• _Problem to solve_: Pictures are not part of the copy; repeat everything else in the records exactly.

• _Data supplied_:

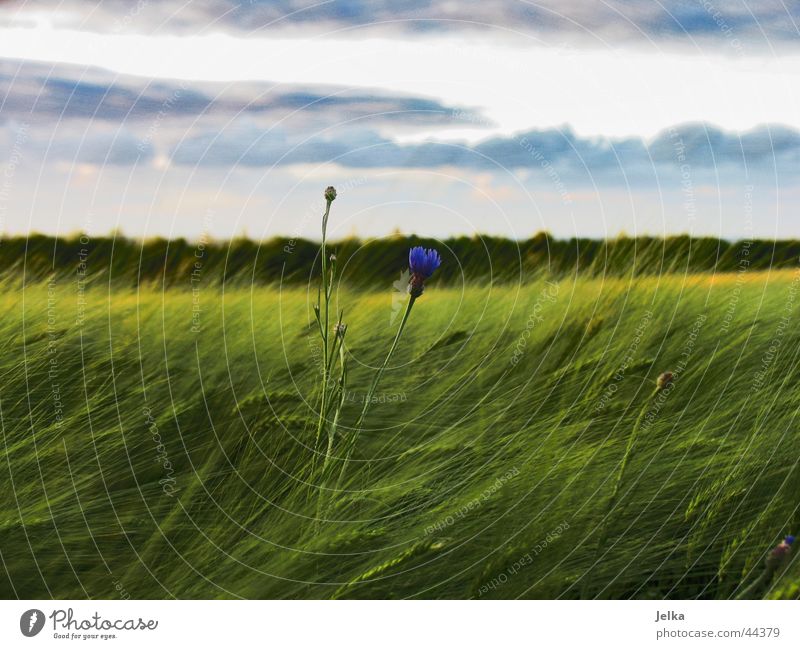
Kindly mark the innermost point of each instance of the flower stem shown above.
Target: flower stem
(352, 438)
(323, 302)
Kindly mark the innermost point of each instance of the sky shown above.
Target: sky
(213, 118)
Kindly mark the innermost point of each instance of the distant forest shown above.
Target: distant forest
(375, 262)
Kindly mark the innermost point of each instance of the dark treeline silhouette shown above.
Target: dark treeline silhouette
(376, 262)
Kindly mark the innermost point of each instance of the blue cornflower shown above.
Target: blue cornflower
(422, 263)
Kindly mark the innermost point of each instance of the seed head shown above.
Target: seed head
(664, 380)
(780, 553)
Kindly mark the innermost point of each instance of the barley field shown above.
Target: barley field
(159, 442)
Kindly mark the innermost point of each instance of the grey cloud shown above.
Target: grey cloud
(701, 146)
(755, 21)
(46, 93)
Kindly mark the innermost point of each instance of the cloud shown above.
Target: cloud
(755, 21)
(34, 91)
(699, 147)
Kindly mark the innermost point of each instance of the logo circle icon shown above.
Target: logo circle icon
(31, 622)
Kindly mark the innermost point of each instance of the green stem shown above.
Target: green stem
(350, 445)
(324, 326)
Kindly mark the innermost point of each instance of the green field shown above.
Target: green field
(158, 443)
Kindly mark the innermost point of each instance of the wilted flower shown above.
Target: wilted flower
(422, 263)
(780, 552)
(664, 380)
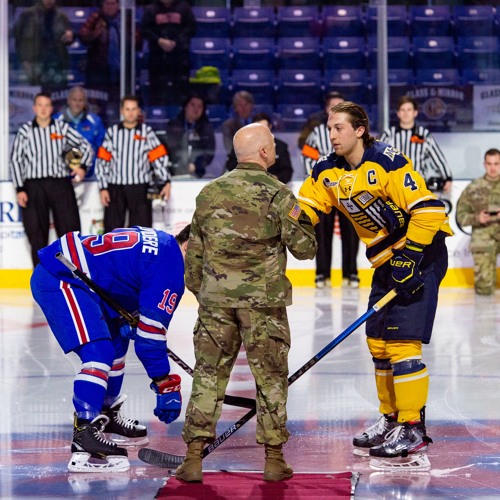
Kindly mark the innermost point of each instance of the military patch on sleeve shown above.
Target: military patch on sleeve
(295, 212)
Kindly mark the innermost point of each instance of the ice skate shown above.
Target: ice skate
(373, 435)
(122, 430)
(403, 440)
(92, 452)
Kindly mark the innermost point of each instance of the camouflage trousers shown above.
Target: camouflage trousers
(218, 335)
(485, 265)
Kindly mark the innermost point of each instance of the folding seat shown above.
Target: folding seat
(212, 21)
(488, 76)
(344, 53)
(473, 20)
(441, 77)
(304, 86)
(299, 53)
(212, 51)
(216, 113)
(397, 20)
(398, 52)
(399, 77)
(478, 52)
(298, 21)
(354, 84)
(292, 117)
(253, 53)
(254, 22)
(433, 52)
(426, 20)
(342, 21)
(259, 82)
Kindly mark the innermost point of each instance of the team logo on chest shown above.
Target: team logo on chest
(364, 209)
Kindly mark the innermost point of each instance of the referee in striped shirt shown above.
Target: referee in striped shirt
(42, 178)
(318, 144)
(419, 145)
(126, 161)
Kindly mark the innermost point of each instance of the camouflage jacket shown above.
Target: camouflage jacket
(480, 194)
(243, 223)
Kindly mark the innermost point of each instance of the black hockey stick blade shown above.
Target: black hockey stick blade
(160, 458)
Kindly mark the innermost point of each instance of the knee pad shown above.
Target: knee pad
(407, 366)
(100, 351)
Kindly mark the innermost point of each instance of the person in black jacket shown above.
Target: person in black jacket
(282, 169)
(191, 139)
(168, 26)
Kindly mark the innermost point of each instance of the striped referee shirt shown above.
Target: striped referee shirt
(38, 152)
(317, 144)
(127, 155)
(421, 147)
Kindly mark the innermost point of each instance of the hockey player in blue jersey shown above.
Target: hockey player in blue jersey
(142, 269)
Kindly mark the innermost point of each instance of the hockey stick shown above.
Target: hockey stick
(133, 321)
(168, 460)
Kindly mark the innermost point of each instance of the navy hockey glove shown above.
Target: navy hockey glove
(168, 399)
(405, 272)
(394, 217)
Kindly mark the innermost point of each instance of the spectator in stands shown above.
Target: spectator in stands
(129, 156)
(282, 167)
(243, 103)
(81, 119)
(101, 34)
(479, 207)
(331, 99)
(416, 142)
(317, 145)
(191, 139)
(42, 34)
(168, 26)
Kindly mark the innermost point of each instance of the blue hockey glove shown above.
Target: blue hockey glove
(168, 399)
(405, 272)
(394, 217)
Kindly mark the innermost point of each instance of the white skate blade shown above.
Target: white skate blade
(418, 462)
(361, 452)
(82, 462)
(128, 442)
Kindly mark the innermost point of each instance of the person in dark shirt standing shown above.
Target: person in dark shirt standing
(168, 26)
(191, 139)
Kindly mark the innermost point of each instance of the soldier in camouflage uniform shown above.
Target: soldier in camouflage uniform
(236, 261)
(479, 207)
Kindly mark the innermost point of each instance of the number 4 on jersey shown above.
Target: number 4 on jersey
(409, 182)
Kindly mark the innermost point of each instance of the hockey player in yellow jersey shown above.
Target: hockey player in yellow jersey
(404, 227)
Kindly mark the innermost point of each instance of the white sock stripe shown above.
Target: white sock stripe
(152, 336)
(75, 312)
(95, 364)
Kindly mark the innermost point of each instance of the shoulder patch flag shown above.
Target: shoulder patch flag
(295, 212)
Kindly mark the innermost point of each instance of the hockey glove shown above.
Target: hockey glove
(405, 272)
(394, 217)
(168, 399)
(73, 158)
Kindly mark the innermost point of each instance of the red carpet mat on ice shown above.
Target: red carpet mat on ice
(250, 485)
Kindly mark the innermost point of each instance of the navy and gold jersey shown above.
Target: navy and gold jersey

• _Correct output_:
Kindly mark the innermost point of each instance of the flower stem shown above.
Target: flower stem
(352, 438)
(323, 302)
Kindly mark the innermost point of each instance of the sky shown above.
Target: sky
(213, 118)
Kindly mark the innermost point of each instance of the distant forest shown above.
Target: distant forest
(375, 262)
Kindly mark the innermost point of each instance of the dark treeline silhouette shown above.
Target: dark treeline silhouette
(376, 262)
Kindly mark the innermost point of each instance of the blue cornflower shown above.
Target: blue cornflower
(422, 263)
Kindly mark the innermost point of each instance of the seed head shown above.
Target: seed head
(664, 380)
(780, 553)
Kindly mark the innermost point of each instance of the barley field shown above.
Target: barley field
(159, 442)
Kindly mark the innermost point of each instance of the grey cloud shown above.
Target: grey cloud
(701, 146)
(755, 21)
(46, 93)
Kindly mark the innermost point of each instance of the cloud shown above.
Target: cloud
(755, 21)
(34, 91)
(699, 147)
Kindly mark the innermost point of each instance of the logo circle icon shown above.
Target: logo circle icon
(31, 622)
Kindly mark the innermost point of each instance of the green stem shown above.
Target: green stem
(350, 445)
(324, 326)
Kindly mark the innermost point of each instance of the green field shown above.
Target: green field
(158, 443)
Kindly mark the innermost point of each instance of the wilted flower shown above.
Target: wilted flower
(422, 263)
(780, 552)
(664, 380)
Kindly mark the innermost point of each instance of the military patch on sleeve shown above.
Target: military patch on sleeve
(295, 212)
Kindly mark the innermost point of each instance of the ice skate shown above.
Target: ice skate
(373, 435)
(122, 430)
(403, 440)
(92, 452)
Kindly mark the innermost point of each instance of the camouflage trousers shown above.
Target: camouflage trousers
(218, 335)
(485, 265)
Kindly mark the innermost point of each instance of the folding seat shown above.
Target: folding seat
(212, 21)
(488, 76)
(344, 53)
(473, 20)
(441, 77)
(304, 86)
(299, 53)
(212, 51)
(216, 113)
(397, 20)
(398, 52)
(399, 77)
(478, 52)
(298, 21)
(354, 84)
(292, 117)
(253, 53)
(254, 22)
(433, 52)
(426, 20)
(342, 21)
(259, 82)
Kindly mark the innermost point of each instance of the team logo on chest shown above.
Target: team logo on chest
(364, 209)
Kindly mark the innermost point of each instance of the referee in striped shirt shown above.
Target: referee in striped shirt
(42, 178)
(318, 144)
(419, 145)
(126, 161)
Kindly mark the innermost point of each instance of the camouflage jacket shown above.
Target: camouflage jacket
(480, 194)
(243, 223)
Kindly mark the innermost point of each instance of the black hockey stick blade shown above.
Target: black hockey stick blade
(160, 458)
Kindly mark the innermost point of each instance of the knee pad shown above.
Target: knee pad
(407, 366)
(100, 351)
Kindly mark the innermost point of each instance of the person in black jacket shown above.
Target: person in black jacket
(282, 169)
(191, 139)
(168, 26)
Kindly mark the innermost point of each instance of the striped referee shirt shown above.
Target: striped referee shirt
(38, 152)
(317, 144)
(127, 155)
(421, 147)
Kindly mark the innermost point of each instance of the hockey player in blue jersey shown above.
Target: hockey player in blue jersey
(142, 269)
Kindly mark the innermost point of each instance of the hockey stick shown above.
Target: hockey stick
(133, 321)
(168, 460)
Kindly mark the innermost point of each instance of the navy hockey glove shown above.
Target: navy hockey glove
(168, 399)
(405, 272)
(394, 217)
Kindly mark the innermost point of each instance of the spectator in stands shown above.
Target: spectator in stands
(129, 156)
(282, 167)
(243, 103)
(81, 119)
(101, 34)
(479, 207)
(331, 99)
(416, 142)
(317, 145)
(191, 139)
(42, 34)
(168, 26)
Kindly mark the innermost point of each instance of the blue hockey glove shown above.
Target: blue hockey glove
(168, 399)
(405, 272)
(394, 217)
Kindly mark the innermost point of each instance of the white skate blade shown above.
Target: white skate blade
(418, 462)
(361, 452)
(82, 462)
(128, 442)
Kindly mark the innermost point of each instance of the person in dark shirt standing shown above.
Target: person in dark shirt standing
(168, 26)
(191, 139)
Kindly mark the innermost point of each instance of the soldier in camouflage uniform shown above.
Target: soldier in camouflage uniform
(236, 261)
(479, 207)
Kindly mark the innermost point of each instance of the number 4 on jersey shown above.
Target: number 4 on jersey
(409, 182)
Kindly mark the innermost point of each instance of the hockey player in yellow jersey shown above.
Target: hockey player in yellow jersey
(404, 227)
Kindly mark the innermost point of each instance of the white sock stripe shown above.
Target: white sock stripe
(152, 336)
(75, 312)
(95, 364)
Kindly mark the innermost point of each instance of the shoulder patch flag shown above.
Target: shoulder patch flag
(295, 212)
Kindly mark the innermost point of each instance of the hockey glove shown above.
Target: hockey glove
(405, 272)
(394, 217)
(168, 399)
(73, 158)
Kindly mark the innermost point of each instance of the red carpet mat on ice shown above.
Target: red carpet mat on ice
(250, 485)
Kindly mark the innermost point of each instance of the navy and gold jersey shown above.
Target: navy and gold jersey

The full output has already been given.